• [Selected extract]
^^^^

The Pennine Way is almost certainly the UK’s best known long distance path. Over our increasingly numerous weekend walks, we’ve done quite a few stages of it and I was beginning to think that perhaps I would ultimately like to walk it all in a single expedition. That opportunity seems quite a way off, however, so I continue to make do with ticking off various chunks of it. This time, we decided to do two stages across the Northumberland National Park. The northenmost stage of the trail is a mighty 25 miles, which is a bit hardcore, but the next two stages are slightly more manageable and also take in Hadrian’s Wall. We added a couple of much shorter walks each end, one as a warm-up and one to get us to the train station and the way home.
We had originally planned to start in Otterburn, mainly because it has accommodation, but we eventually decided to book a taxi minibus to take us ten miles up the road to the offical route and walk south from there, as the route from Otterburn to pick up the Pennine Way didn’t look that good.

^^^^

• [Material provided]

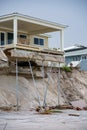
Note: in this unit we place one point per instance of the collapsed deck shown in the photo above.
(31, 53)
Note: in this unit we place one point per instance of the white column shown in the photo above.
(15, 31)
(62, 40)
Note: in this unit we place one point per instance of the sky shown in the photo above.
(68, 12)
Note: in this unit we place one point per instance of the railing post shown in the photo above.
(15, 31)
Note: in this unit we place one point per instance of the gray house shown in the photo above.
(77, 55)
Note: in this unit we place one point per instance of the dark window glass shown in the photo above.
(38, 41)
(41, 41)
(22, 36)
(2, 39)
(10, 38)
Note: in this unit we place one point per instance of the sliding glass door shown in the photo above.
(2, 38)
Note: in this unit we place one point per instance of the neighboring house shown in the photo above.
(17, 29)
(77, 56)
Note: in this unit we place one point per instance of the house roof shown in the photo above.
(29, 24)
(75, 50)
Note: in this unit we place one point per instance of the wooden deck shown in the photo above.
(27, 52)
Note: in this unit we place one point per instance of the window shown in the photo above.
(22, 36)
(10, 38)
(84, 57)
(39, 41)
(2, 38)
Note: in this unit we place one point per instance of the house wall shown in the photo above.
(82, 58)
(29, 40)
(38, 36)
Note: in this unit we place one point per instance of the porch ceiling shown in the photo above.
(27, 27)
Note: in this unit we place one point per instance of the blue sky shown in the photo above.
(68, 12)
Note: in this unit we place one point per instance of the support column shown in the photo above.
(58, 87)
(17, 85)
(15, 31)
(62, 40)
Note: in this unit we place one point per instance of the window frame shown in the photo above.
(39, 41)
(4, 38)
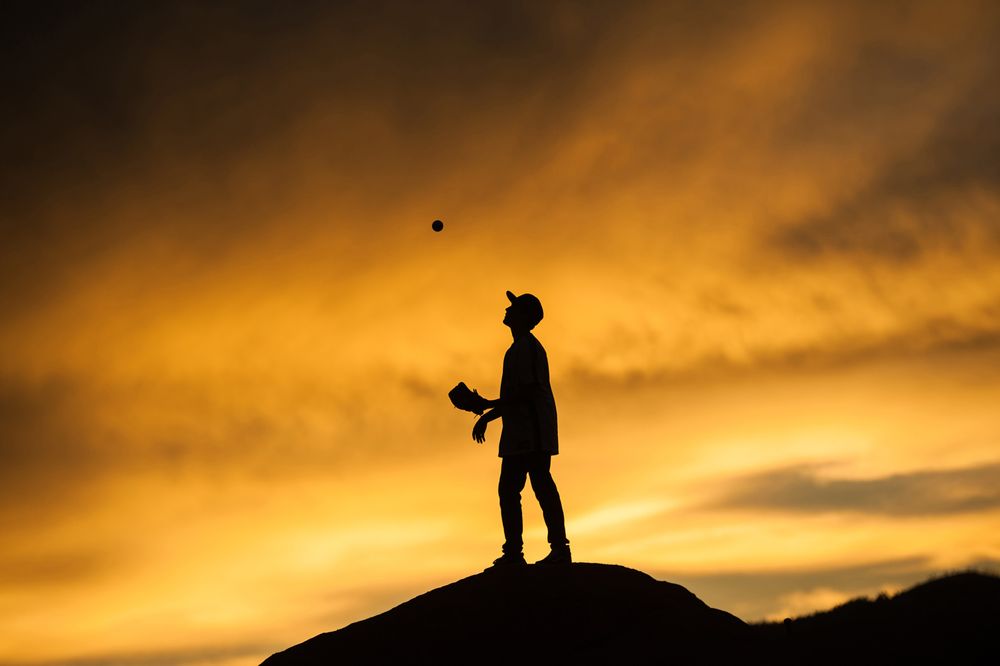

^^^^

• [What to do]
• a. In the Pennine Way account, swap "weekend walks" for "day hikes" and write out the passage between "The Pennine Way is" and "the way home.", inclusive.
• b. Extend the Pennine Way account by writing what comes after its final sentence.

• [Task results]
• a.
The Pennine Way is almost certainly the UK’s best known long distance path. Over our increasingly numerous day hikes, we’ve done quite a few stages of it and I was beginning to think that perhaps I would ultimately like to walk it all in a single expedition. That opportunity seems quite a way off, however, so I continue to make do with ticking off various chunks of it. This time, we decided to do two stages across the Northumberland National Park. The northenmost stage of the trail is a mighty 25 miles, which is a bit hardcore, but the next two stages are slightly more manageable and also take in Hadrian’s Wall. We added a couple of much shorter walks each end, one as a warm-up and one to get us to the train station and the way home.

• b.
To get to and from the walk, the group travelled to Newcastle by car or train and then we took a bus to Otterburn. At the end of the walk, we were able to catch a train from Haltwhistle station back to Newcastle.
- Day 1: Otterburn Village trail
- Day 2: Byrness to Bellingham
- Day 3: Bellingham to Once Brewed (inc a bit of Hadrian’s Wall)
- Day 4: Once Brewed to Haltwhistle
Friday - Otterburn Village Trail
- Distance: 3.2 miles
- Walking time: 1 hrs 30 mins
- Difficulty: Easy
- Accommodation: Butterchurn Guest House, Otterburn
- Dinner: The William De Percy, Otterburn
We reached Otterburn about 4pm and checked into the Butterchurn Guest House, where the owner gently made fun of us whilst rooms were allocated. Dinner was booked for 7pm, so we grabbed the chance to follow the Otterburn Village Trail. This leaves Otterburn northwards along the riverbank and then heads out towards the only nearby hill of note, Fawdon Hill. We took the detour to the top, where there are the remains of an iron age hillfort. It’s then an easy stroll downhill back into the village, which you pass through to get down the mill in order to follow the river back to the starting point.
We finished the day with a good pub meal at the William De Percy.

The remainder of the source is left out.